▶ _SHORT EXERCISE_
Lay out the rows below as a Markdown table with two columns, Row Number and Content. Leave out any blank lines.

▶ _EXERCISE INPUTS_
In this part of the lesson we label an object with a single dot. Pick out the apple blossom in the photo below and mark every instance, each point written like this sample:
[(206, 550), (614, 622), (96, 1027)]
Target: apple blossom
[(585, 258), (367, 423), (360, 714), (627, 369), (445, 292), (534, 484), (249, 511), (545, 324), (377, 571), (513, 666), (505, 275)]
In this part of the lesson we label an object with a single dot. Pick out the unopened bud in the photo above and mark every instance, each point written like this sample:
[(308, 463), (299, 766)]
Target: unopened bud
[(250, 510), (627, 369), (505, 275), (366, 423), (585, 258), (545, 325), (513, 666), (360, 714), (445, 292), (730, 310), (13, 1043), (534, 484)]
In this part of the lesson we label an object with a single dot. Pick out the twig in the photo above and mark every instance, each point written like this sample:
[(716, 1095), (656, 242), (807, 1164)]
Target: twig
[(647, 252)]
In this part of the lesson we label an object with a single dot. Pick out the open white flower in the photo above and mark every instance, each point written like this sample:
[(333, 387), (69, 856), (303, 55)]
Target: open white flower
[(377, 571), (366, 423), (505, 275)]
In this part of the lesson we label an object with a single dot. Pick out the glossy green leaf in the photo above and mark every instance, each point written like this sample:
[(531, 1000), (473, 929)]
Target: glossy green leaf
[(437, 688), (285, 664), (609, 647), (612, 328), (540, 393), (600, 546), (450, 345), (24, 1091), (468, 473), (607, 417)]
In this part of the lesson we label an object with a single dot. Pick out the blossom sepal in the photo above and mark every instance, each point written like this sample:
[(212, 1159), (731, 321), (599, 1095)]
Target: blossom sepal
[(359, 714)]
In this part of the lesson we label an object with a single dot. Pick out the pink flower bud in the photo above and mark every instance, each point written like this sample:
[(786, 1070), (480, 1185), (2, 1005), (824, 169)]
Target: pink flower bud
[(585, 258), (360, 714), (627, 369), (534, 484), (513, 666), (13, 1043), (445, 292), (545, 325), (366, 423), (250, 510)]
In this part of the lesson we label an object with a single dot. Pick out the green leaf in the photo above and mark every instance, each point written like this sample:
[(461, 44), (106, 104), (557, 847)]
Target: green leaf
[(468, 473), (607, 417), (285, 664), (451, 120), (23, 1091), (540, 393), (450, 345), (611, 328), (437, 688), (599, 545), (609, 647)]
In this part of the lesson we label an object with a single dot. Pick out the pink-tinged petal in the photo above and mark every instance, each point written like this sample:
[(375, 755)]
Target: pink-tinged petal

▶ _WRITTEN RESPONSE_
| Row Number | Content |
|---|---|
| 1 | In this part of the lesson we label an object with a single dot. Pick out the apple blossom in the photo below and mark every instance, each point written like this sample: |
| 2 | [(206, 550), (614, 622), (96, 1027)] |
| 3 | Target: apple blossom |
| 4 | [(585, 258), (367, 423), (360, 714), (627, 369), (445, 292), (534, 484), (249, 511), (545, 324), (377, 571), (513, 666), (505, 275)] |
| 5 | In this part of the lesson we label an object with a single dot. Pick out the unopened bud in the photo above and mark every instance, each point written like this sample: |
| 6 | [(308, 463), (299, 766)] |
| 7 | Target: unopened bud |
| 8 | [(250, 510), (627, 369), (505, 275), (366, 423), (585, 258), (545, 325), (513, 666), (360, 714), (445, 292), (730, 310), (13, 1043), (534, 484)] |
| 9 | In this part of the lesson we label an object with a single dot. Pick out the twig in the photo above and mark every instance, each point written like this sample: |
| 10 | [(716, 1095), (656, 242), (807, 1164)] |
| 11 | Target: twig |
| 12 | [(647, 252)] |
| 13 | In this part of the lesson we label an object with a single dot. Pick out the open white flower in the photo above and mark every instance, each point written like this sample: |
| 14 | [(333, 387), (69, 856), (303, 55)] |
| 15 | Target: open white flower |
| 16 | [(377, 571), (366, 423), (505, 275)] |
| 17 | In this part of the lesson we label an object with a single dot. Pick out the glossy green leaf in the photo above and mark every instance, each point written like this sample: |
| 18 | [(531, 1000), (473, 929)] |
| 19 | Target: glossy green leaf |
| 20 | [(437, 688), (285, 664), (609, 647), (612, 328), (540, 393), (600, 546), (450, 345), (24, 1091), (468, 473), (607, 417)] |
| 21 | In this part of the lesson we label an object with a single dot. Pick out the blossom sepal in the photo above and mark every instance, each point written like this sample: |
| 22 | [(212, 1159), (731, 321), (599, 1095)] |
| 23 | Target: blossom sepal |
| 24 | [(359, 714)] |
| 25 | In this part of the lesson we label an object with a single dot. Pick out the pink flower bud in the photo above and mark every instance, each point written like this sample: |
| 26 | [(786, 1070), (480, 1185), (2, 1005), (824, 169)] |
| 27 | Target: pink flower bud |
| 28 | [(585, 258), (360, 714), (627, 369), (534, 484), (513, 666), (13, 1043), (445, 292), (545, 325), (366, 423), (250, 510)] |
| 29 | In this part of the lesson we label an object with a single dot. Pick out the green leaf in the photo above and mark every instance, each point written like this sample: |
| 30 | [(461, 44), (106, 104), (557, 847)] |
| 31 | Target: green leaf |
| 32 | [(468, 473), (607, 417), (285, 664), (451, 120), (23, 1091), (540, 393), (450, 345), (611, 328), (437, 688), (599, 545), (609, 647)] |
| 33 | In this part of the lesson we label an object with a single dot. Pick out the pink-tinged petal in the photo above and mark every instance, each point written like this sample: |
| 34 | [(375, 755)] |
| 35 | Target: pink-tinged petal |